# [Passage given]
Honey for sale

Phew…

I have a load of rape seed (canola) honey, some lovely wildflower honey, some honey from beans and now some honey from borage (starflower) too.

I’m selling in in 1lb jars for £4.50, 12oz for £3.50 and 1oz sample pots for 40p (was going to be 25p but it worked out cheaper that way than to buy 1lb at a time).

I can do collection from Harlow or White City , West London; or maybe delivery subject to volume/distance. I looked at postage, but the suitable packaging for glass jars costs a fortune, as well as cost for the weight of postage.

# [Exercise tasks]
[1] In the honey sale post:
(a) What price is given for a 12oz jar?
(b) What other name is given for borage?
(c) Where can collection be arranged?
[2] Can you carry the honey sale post on from its final sentence?
The lines that come next are from a different source.

# [Supplied information]
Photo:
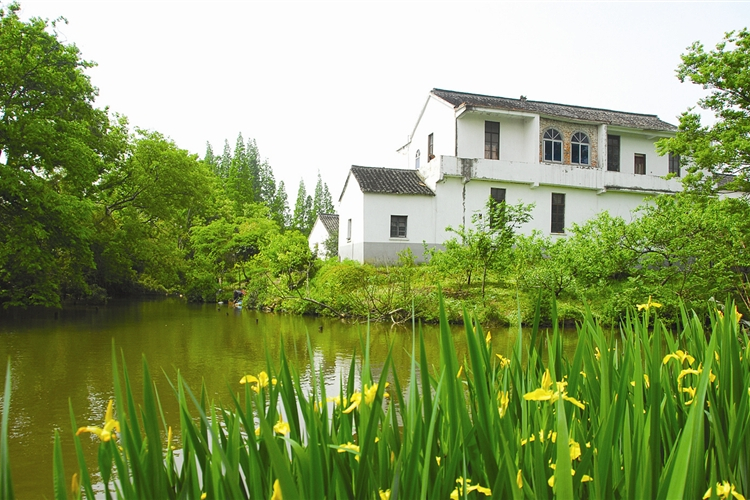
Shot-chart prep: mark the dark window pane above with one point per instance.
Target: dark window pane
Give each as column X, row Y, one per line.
column 640, row 164
column 613, row 153
column 558, row 213
column 398, row 226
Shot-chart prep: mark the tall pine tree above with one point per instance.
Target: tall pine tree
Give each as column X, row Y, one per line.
column 240, row 187
column 280, row 207
column 301, row 219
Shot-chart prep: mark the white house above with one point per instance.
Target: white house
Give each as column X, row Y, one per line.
column 326, row 225
column 572, row 162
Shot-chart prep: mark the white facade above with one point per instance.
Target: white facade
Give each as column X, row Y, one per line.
column 460, row 175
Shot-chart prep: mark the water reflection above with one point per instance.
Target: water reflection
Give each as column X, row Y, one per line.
column 54, row 358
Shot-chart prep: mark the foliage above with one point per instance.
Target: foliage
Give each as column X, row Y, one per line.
column 53, row 145
column 723, row 147
column 646, row 413
column 486, row 245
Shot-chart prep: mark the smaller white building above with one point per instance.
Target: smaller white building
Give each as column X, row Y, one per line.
column 571, row 162
column 326, row 226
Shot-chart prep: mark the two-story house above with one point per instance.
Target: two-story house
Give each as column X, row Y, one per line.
column 572, row 162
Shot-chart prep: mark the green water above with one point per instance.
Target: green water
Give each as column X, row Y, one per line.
column 57, row 357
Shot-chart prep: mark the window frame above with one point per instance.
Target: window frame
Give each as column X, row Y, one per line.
column 399, row 222
column 552, row 141
column 491, row 138
column 613, row 166
column 674, row 164
column 578, row 146
column 557, row 213
column 636, row 157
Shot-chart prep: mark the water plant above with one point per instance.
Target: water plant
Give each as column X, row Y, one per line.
column 641, row 412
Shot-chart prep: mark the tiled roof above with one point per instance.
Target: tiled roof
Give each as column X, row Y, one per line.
column 330, row 222
column 390, row 181
column 617, row 118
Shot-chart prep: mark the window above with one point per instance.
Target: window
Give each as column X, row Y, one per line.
column 613, row 153
column 492, row 140
column 579, row 149
column 558, row 213
column 398, row 226
column 497, row 195
column 674, row 164
column 552, row 145
column 640, row 164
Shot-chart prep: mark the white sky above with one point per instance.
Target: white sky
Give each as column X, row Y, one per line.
column 325, row 85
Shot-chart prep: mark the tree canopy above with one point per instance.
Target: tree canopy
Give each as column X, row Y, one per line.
column 722, row 148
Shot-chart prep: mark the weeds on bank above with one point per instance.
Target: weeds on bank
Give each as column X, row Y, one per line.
column 639, row 413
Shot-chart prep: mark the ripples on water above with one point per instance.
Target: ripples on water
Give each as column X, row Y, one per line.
column 68, row 355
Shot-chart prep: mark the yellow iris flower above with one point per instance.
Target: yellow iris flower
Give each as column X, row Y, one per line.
column 724, row 490
column 545, row 393
column 504, row 362
column 111, row 426
column 356, row 398
column 680, row 356
column 259, row 382
column 281, row 427
column 276, row 491
column 459, row 491
column 648, row 305
column 350, row 447
column 503, row 398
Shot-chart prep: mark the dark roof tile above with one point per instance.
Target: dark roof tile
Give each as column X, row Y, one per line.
column 390, row 181
column 617, row 118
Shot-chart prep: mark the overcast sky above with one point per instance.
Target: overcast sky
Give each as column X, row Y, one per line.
column 322, row 86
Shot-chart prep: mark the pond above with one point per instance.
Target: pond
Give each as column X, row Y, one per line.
column 60, row 356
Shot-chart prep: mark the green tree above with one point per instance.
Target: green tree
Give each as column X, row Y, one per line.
column 54, row 146
column 280, row 207
column 145, row 209
column 723, row 147
column 487, row 244
column 322, row 201
column 302, row 218
column 240, row 181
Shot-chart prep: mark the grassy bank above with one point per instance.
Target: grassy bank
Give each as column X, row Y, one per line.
column 641, row 413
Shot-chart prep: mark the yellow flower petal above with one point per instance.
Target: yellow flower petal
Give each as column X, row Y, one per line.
column 538, row 395
column 276, row 491
column 370, row 394
column 355, row 400
column 281, row 427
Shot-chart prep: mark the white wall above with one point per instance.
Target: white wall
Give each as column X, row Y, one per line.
column 318, row 236
column 630, row 144
column 458, row 201
column 438, row 119
column 518, row 135
column 351, row 206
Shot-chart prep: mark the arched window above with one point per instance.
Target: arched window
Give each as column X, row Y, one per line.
column 552, row 145
column 579, row 149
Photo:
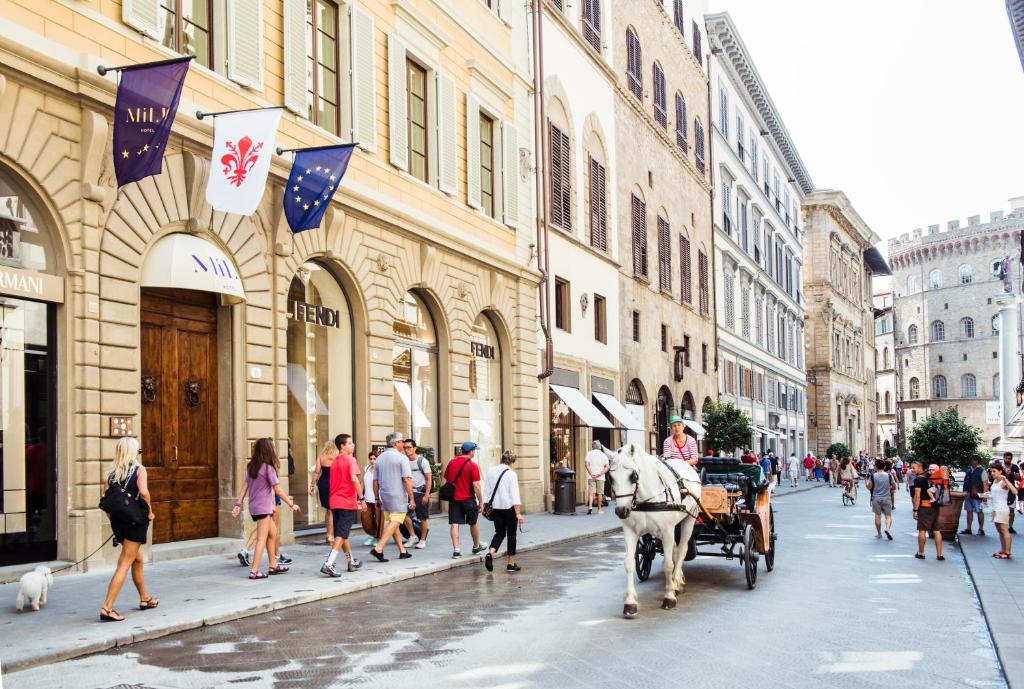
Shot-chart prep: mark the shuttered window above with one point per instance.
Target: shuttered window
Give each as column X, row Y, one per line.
column 664, row 255
column 702, row 295
column 598, row 206
column 592, row 24
column 561, row 181
column 634, row 78
column 685, row 276
column 638, row 217
column 681, row 123
column 659, row 114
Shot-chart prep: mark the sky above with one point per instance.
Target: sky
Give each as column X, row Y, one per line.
column 912, row 108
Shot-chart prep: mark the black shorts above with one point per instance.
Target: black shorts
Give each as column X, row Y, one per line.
column 422, row 511
column 343, row 520
column 463, row 512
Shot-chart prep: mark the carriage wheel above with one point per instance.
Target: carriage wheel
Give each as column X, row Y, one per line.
column 645, row 556
column 750, row 557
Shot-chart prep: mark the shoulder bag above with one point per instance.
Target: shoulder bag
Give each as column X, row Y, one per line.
column 446, row 491
column 487, row 511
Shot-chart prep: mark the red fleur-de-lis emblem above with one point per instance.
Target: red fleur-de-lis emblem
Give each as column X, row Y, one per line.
column 241, row 160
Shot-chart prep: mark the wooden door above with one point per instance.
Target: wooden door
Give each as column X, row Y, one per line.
column 179, row 416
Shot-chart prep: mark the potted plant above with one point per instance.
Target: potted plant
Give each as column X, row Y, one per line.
column 946, row 439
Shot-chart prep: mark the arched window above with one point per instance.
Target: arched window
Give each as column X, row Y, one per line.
column 634, row 57
column 969, row 385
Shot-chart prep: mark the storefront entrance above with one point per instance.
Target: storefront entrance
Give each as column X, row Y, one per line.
column 179, row 432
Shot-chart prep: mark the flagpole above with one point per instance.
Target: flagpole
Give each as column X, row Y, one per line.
column 200, row 114
column 102, row 70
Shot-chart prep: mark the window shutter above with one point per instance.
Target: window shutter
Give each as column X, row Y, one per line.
column 245, row 43
column 510, row 173
column 296, row 52
column 397, row 102
column 473, row 152
column 364, row 89
column 143, row 15
column 448, row 179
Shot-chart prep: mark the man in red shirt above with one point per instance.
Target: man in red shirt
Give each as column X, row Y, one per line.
column 465, row 475
column 346, row 501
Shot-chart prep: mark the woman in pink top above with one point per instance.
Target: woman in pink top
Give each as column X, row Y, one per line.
column 261, row 485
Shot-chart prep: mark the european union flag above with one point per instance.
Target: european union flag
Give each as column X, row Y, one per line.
column 314, row 177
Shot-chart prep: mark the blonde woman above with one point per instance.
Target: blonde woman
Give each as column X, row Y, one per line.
column 321, row 481
column 129, row 473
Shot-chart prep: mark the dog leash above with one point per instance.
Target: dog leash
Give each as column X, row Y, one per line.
column 75, row 564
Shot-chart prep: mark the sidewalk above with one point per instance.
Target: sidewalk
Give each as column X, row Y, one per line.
column 203, row 591
column 1000, row 589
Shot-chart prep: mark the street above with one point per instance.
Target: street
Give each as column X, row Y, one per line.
column 841, row 609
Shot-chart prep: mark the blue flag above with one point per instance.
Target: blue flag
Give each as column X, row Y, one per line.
column 147, row 99
column 314, row 177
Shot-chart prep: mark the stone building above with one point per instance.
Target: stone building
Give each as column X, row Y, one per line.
column 841, row 261
column 760, row 183
column 667, row 329
column 947, row 329
column 423, row 258
column 885, row 373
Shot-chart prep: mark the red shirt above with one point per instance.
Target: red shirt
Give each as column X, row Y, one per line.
column 342, row 488
column 468, row 476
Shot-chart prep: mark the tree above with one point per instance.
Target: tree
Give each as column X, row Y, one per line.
column 727, row 427
column 945, row 438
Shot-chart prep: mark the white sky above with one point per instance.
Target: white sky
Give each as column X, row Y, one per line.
column 913, row 108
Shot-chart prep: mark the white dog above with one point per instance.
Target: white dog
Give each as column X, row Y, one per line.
column 34, row 588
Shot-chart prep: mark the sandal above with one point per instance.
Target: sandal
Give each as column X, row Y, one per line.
column 111, row 615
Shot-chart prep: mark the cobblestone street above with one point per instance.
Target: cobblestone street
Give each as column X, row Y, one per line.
column 841, row 609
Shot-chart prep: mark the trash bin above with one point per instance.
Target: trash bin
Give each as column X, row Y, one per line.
column 564, row 491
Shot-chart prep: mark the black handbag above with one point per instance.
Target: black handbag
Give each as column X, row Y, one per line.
column 487, row 511
column 123, row 506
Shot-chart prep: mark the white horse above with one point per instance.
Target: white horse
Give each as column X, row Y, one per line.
column 648, row 501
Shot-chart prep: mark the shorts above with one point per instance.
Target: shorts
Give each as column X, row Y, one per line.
column 463, row 512
column 343, row 520
column 396, row 517
column 928, row 519
column 422, row 511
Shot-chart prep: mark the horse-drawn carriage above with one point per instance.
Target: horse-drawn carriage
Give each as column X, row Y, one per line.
column 734, row 516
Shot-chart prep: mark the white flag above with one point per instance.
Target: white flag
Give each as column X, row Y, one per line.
column 243, row 147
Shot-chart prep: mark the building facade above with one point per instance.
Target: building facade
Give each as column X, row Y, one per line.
column 667, row 329
column 947, row 313
column 760, row 182
column 841, row 261
column 422, row 261
column 885, row 373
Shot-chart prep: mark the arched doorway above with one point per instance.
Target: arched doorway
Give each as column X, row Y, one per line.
column 321, row 375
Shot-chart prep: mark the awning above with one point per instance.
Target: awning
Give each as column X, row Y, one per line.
column 619, row 412
column 188, row 262
column 589, row 415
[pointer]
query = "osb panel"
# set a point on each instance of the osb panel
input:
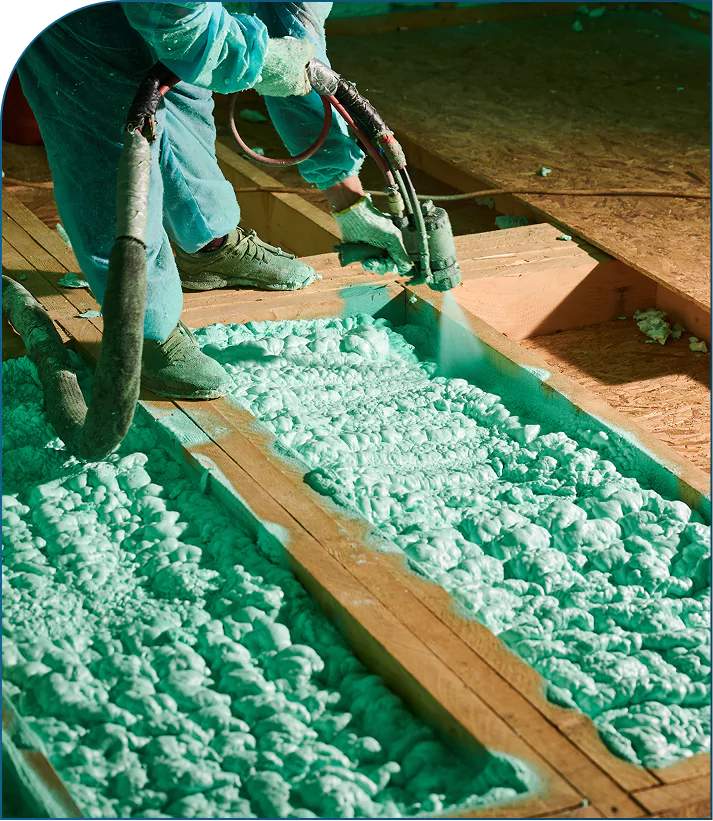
(622, 103)
(666, 388)
(29, 162)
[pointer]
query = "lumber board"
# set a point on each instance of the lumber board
(388, 646)
(280, 219)
(382, 640)
(664, 389)
(686, 770)
(693, 484)
(586, 811)
(506, 686)
(636, 131)
(421, 604)
(681, 798)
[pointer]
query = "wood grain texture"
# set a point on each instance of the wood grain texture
(285, 219)
(664, 389)
(683, 797)
(507, 688)
(600, 107)
(427, 608)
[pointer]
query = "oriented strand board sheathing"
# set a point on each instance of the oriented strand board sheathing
(622, 103)
(664, 388)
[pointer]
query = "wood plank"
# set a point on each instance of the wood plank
(693, 794)
(383, 642)
(587, 811)
(367, 299)
(686, 770)
(535, 299)
(417, 602)
(280, 219)
(48, 239)
(524, 126)
(664, 389)
(693, 483)
(90, 335)
(680, 309)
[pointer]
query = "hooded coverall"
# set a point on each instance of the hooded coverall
(80, 76)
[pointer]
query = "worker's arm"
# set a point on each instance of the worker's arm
(202, 43)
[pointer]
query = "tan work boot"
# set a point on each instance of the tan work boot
(177, 368)
(243, 260)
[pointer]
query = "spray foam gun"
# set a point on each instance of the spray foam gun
(425, 229)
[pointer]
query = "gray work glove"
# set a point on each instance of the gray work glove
(284, 71)
(363, 223)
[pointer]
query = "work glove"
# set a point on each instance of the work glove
(362, 223)
(284, 70)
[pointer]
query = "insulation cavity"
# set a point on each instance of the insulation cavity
(598, 582)
(172, 669)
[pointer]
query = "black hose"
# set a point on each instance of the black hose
(93, 432)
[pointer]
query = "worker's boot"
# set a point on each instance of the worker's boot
(243, 260)
(177, 368)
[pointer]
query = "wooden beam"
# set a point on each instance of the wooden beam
(690, 311)
(401, 656)
(544, 285)
(506, 686)
(280, 219)
(686, 799)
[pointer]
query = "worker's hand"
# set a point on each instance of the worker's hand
(362, 223)
(284, 72)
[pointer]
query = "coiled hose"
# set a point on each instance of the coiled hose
(92, 432)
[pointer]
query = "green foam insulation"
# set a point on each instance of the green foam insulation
(601, 584)
(173, 667)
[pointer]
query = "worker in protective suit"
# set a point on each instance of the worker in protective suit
(80, 77)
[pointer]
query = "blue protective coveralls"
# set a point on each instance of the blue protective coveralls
(80, 76)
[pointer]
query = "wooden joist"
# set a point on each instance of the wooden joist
(451, 670)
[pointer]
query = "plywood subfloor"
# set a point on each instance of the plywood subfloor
(466, 217)
(29, 163)
(622, 103)
(665, 388)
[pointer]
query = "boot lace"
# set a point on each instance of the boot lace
(258, 250)
(179, 342)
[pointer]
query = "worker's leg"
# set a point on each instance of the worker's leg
(299, 119)
(80, 103)
(199, 202)
(200, 207)
(79, 77)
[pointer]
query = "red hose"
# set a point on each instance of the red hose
(365, 141)
(329, 102)
(298, 158)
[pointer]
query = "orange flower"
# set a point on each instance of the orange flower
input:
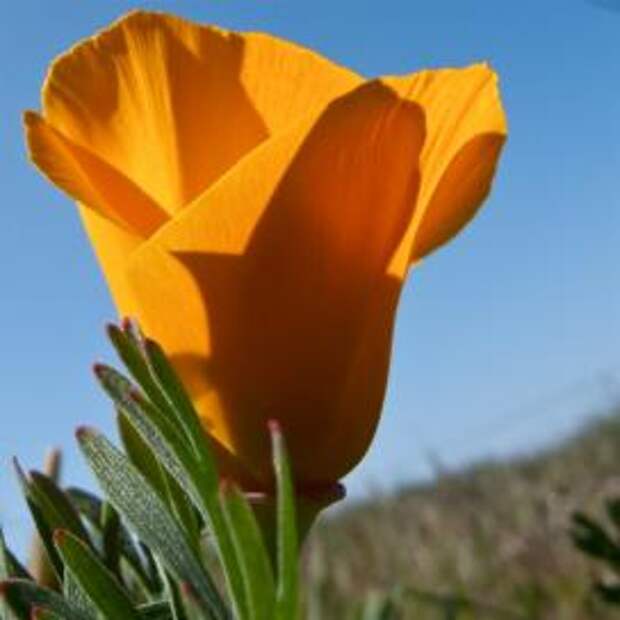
(257, 208)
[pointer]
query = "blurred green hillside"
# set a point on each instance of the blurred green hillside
(491, 541)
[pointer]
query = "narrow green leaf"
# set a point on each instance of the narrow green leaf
(155, 611)
(5, 573)
(173, 596)
(141, 455)
(56, 506)
(44, 529)
(131, 495)
(77, 597)
(40, 613)
(22, 595)
(111, 539)
(252, 554)
(192, 473)
(129, 347)
(182, 407)
(287, 537)
(92, 508)
(95, 580)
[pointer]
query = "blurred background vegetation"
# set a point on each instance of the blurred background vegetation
(491, 541)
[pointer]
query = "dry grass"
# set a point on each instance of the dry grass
(496, 534)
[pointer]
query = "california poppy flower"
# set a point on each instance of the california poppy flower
(257, 208)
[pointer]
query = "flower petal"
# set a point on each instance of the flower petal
(270, 291)
(173, 104)
(90, 180)
(466, 129)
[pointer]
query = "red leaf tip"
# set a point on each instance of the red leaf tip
(82, 432)
(98, 368)
(274, 426)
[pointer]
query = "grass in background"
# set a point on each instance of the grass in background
(489, 542)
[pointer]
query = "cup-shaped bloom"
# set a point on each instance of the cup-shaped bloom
(257, 208)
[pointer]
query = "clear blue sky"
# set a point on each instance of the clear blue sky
(505, 339)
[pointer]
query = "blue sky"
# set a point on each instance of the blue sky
(506, 339)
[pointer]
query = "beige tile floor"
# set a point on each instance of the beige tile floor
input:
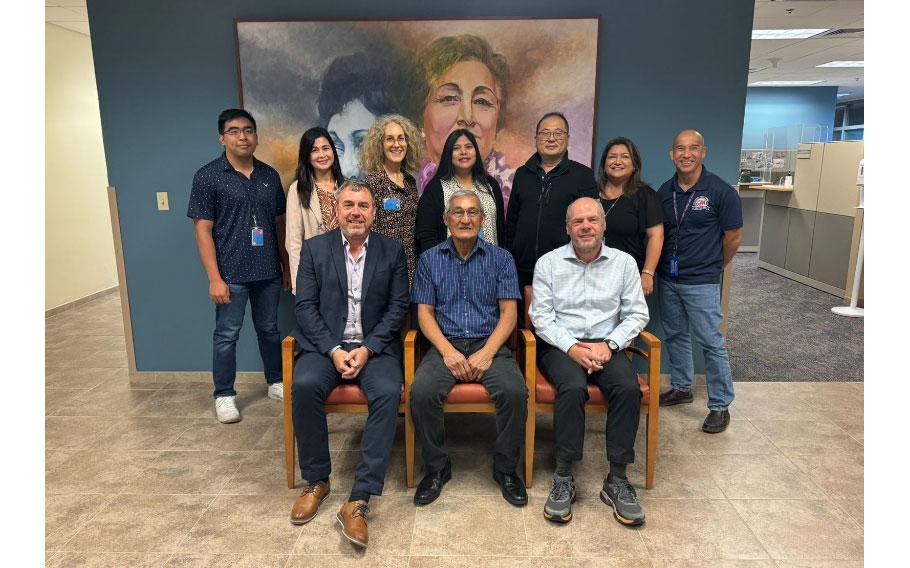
(144, 476)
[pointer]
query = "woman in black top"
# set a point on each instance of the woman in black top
(635, 220)
(460, 167)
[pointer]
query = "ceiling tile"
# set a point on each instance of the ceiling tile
(79, 27)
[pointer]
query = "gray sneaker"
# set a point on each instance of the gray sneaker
(620, 494)
(559, 503)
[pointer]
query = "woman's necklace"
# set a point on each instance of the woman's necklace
(615, 201)
(324, 187)
(397, 177)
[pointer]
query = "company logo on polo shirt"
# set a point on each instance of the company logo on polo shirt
(701, 204)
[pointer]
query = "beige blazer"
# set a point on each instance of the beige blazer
(301, 224)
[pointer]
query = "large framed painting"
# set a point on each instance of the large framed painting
(493, 76)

# [Outputs]
[1]
(a) £3.50
(b) Starflower
(c) Harlow or White City, West London

[2]
Framing and making an escape…

As I said previously, I was at Thorne’s centenary day, and bought some good bargains. One of those bargains was plastic excluders. Now, I have bottom bee space and so unframed excluders can be a pain; not easy to put on (‘move I said bees…!’) or take off (damn sticky propolis glue), not to mention that I think its harder for them to get through without a bee space. Last year I got some nice frames wire excluders, but now the cheapest I can find is £15 each and that is before shipping. These were £1 each, and I do like doing the woodwork bit and the gadgets I have to buy to get them done. This one would ‘require’ a new purchase, an electric nail gun / staple gun. Now quite excellently the nails (brads) this takes are just right to use instead of gimp pins for making frames with… Hooray !

This job also utilised my fondness for hoarding bits of wood, nice big bits of plywood, and a love of power tools, in this case my table saw. I started by cutting narrow lengths of 6mm ply, and laying them out like so:

 

…and then stapling it together, and to the excluder. Then turning over and repeating.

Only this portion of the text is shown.